── Materials provided

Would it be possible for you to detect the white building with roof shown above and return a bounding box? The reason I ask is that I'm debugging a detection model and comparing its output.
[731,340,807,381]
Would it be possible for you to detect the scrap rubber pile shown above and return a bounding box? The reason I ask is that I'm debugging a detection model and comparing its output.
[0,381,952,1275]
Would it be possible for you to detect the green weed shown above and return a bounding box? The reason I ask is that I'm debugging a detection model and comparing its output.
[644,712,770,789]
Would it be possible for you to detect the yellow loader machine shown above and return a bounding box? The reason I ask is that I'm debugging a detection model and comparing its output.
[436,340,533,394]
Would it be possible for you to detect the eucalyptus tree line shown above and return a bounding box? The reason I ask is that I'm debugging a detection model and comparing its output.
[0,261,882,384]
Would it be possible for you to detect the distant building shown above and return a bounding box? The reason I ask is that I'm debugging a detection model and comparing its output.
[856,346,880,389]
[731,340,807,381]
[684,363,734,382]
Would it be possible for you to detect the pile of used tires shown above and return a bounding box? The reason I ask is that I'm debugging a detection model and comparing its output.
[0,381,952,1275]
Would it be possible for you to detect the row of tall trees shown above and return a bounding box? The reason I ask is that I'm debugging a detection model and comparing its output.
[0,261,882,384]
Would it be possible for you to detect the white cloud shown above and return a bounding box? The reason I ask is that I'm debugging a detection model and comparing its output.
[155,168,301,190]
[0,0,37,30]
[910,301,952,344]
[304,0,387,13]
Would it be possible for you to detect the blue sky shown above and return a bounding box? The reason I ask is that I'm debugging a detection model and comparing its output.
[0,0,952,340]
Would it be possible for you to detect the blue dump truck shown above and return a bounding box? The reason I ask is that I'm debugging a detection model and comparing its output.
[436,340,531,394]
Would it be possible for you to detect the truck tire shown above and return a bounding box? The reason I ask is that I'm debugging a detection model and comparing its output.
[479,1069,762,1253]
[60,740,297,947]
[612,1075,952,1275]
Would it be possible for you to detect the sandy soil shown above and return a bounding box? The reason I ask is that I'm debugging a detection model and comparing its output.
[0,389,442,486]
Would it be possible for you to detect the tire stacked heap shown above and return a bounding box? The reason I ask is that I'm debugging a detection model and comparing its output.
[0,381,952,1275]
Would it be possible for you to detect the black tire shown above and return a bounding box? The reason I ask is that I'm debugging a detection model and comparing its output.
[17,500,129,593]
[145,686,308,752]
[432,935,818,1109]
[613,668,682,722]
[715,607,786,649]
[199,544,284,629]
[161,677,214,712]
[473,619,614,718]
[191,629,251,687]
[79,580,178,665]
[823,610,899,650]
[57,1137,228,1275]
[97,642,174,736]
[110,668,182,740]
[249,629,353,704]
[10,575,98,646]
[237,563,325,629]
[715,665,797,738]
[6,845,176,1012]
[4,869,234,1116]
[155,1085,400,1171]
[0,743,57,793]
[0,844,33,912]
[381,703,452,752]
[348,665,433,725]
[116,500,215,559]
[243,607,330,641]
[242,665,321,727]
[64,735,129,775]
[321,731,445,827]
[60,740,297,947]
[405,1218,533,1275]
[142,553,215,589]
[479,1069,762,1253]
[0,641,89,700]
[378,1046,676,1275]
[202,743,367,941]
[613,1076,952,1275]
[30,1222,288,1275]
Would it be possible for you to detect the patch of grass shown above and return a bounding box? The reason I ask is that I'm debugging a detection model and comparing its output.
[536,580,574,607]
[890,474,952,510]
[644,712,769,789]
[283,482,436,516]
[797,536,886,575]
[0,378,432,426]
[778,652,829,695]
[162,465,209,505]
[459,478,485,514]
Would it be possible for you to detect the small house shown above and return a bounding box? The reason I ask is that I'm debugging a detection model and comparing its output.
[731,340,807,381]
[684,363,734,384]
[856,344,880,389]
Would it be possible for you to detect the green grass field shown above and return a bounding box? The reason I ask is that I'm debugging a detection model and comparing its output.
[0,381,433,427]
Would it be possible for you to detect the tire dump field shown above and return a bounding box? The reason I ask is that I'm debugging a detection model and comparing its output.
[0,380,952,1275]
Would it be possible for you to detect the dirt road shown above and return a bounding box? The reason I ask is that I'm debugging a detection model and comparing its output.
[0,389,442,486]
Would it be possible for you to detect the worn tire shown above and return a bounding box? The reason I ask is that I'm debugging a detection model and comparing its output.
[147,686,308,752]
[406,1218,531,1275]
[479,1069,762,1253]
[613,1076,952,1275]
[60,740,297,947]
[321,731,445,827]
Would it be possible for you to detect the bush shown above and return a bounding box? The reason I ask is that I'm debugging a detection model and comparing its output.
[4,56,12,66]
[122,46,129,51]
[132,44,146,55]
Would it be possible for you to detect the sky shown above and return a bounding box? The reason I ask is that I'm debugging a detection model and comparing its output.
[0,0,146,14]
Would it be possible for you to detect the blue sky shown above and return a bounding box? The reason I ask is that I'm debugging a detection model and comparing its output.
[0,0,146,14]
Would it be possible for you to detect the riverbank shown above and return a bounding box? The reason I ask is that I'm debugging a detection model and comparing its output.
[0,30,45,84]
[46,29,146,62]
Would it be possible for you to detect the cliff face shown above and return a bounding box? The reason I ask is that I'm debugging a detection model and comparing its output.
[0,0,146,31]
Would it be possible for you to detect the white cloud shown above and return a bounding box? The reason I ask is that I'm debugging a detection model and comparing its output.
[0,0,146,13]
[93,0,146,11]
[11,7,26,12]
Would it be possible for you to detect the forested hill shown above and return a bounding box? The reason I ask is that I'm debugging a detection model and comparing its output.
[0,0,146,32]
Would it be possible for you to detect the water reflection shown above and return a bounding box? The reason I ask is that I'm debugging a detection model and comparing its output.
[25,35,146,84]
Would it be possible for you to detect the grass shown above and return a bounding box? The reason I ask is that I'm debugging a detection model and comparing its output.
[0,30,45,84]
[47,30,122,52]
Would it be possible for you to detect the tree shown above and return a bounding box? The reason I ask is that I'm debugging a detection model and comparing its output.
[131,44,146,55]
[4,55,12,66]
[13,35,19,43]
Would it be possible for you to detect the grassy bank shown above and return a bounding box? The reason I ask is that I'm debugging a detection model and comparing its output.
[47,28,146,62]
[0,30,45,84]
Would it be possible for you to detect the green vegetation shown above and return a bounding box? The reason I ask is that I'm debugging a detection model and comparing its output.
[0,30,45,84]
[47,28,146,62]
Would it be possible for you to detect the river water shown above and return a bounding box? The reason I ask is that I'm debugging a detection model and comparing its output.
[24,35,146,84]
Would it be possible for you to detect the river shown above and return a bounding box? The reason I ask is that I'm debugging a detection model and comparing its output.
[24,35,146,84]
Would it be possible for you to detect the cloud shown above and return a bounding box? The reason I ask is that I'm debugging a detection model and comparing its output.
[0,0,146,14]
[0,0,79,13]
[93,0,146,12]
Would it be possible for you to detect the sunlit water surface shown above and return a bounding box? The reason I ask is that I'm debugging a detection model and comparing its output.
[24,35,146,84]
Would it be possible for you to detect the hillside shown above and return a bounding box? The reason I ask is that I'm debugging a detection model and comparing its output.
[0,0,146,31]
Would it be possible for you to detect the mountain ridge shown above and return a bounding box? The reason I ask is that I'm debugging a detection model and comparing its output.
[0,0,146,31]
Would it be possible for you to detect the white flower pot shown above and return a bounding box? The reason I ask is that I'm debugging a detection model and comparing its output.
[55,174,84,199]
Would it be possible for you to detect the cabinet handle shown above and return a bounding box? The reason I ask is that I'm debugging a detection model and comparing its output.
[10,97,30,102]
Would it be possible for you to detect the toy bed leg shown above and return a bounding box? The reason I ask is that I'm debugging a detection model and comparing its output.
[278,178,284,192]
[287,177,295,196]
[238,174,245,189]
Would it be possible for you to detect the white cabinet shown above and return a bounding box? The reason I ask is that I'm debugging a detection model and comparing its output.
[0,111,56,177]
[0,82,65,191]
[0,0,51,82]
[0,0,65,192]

────

Which lines in the listing above contain the word "pile" with the same capitalization? Copy each of those lines in full.

→ The output:
Would it be possible for you to detect the scrap rubber pile shown above and return a bounding box? The reason I ask is that I'm debugging a detection model and comparing its output.
Would it be possible for you to detect the pile of used tires shown above and return a bounding box? The reason I ask is that I'm debugging a detection model and comparing its output.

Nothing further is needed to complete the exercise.